# Natural Law, 2K, and then some.



## Andrew P.C. (May 10, 2010)

So, there has been a lot about the 2k talk lately, as well as Natural Law. I've found some very good threads on the discussions and I've listened to at least to of the lectures so far from WSC of "Christ, Culture, Kingdom" and a few articles. 

Natural Law on the other hand I've found difficult to find things written or spoken about. I did how ever find Dr. Clark's essay on Calvin, a few threads, and some dozen essays on Natural Law (2 I found more helpful, one being from Horton and the other from DVD).

There was one thread I just recently found though that I think helped me understand something concerning Natural Law. Basically, how I see it(correct me if I'm wrong), the argument goes like this: if we as Christians don't help in the making of laws and separate ourselves from the "cultural mandate" then the unbelieving society will digress; that is, if there are no laws, the natural man will act as if there are no laws i.e. that there really isn't a law written on their hearts(then why did God make man with a conscience? what's it's purpose?)

So, if I have gotten those concepts wrong let me know.

Here is my question though, what is the relationship of the two and how as Christians should we view the world we live in?

Edit: I just saw that this post needs to be moved since I posted in wrong section.


----------



## Covenant Joel (May 10, 2010)

Andrew P.C. said:


> There was one thread I just recently found though that I think helped me understand something concerning Natural Law. Basically, how I see it(correct me if I'm wrong), the argument goes like this: if we as Christians don't help in the making of laws and separate ourselves from the "cultural mandate" then the unbelieving society will digress; that is, if there are no laws, the natural man will act as if there are no laws i.e. that there really isn't a law written on their hearts(then why did God make man with a conscience? what's it's purpose?)
> 
> So, if I have gotten those concepts wrong let me know.
> 
> ...


 
I don't know that this is really the point of the natural law approach taken with the Two Kingdoms View. Transformationalists like Frame would agree that Christians ought to help make laws to keep unbelieving society from digressing. Frame (and others) would even agree that God's law is written on the hearts of men, so that they are without excuse.

What the 2 kingdoms view says regarding natural law is this: (1) God is sovereign over both kingdoms, civil/state and spiritual/church. (2) God rules these kingdoms in different ways. (3) God rules the church by special revelation (his written Word). (4) God rules the civil realm by general revelation/natural law.

I personally find it difficult to support 2-4, but I am still learning about all of this.


----------



## jwright82 (May 24, 2010)

My take on Christ and Culture is a somewhat unique position but I maintain that it is only a logical extension of a more or less Dutch Reformed take on things (my primary influences here are Bavink, Dooyweerd, and most of all James K. A. Smith). I believe that a view that is more along the lines of my trajectory would diffuse a lot of disagreements between the more reasonable approaches in this area. So I will attempt to explain my view and hopefully it makes sense to someone other than me.

## Listed entries
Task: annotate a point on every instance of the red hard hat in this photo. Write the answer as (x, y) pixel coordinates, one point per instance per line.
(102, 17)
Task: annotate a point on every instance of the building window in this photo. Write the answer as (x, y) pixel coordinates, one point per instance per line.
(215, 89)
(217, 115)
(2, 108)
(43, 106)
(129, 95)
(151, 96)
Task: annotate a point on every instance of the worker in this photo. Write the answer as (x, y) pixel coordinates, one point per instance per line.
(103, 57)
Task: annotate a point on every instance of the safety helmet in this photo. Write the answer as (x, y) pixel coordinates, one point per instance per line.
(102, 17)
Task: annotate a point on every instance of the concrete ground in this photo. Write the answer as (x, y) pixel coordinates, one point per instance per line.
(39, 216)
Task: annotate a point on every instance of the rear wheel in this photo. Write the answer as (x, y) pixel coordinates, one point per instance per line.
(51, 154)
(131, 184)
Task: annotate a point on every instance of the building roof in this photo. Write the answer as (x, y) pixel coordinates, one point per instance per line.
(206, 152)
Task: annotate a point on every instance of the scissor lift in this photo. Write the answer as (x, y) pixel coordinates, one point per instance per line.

## Given request 1
In the forum thread, by what means does the two kingdoms view hold that God rules the civil realm?
## Given request 2
Switch "world" to "society" and write out the forum thread from "Here is my question" up to and including "Joel (May 10, 2010)".
Use only the forum thread to complete this work, not the material.

## Worked solution 1
By general revelation/natural law.

## Worked solution 2
Here is my question though, what is the relationship of the two and how as Christians should we view the society we live in?

Edit: I just saw that this post needs to be moved since I posted in wrong section.


----------



## Covenant Joel (May 10, 2010)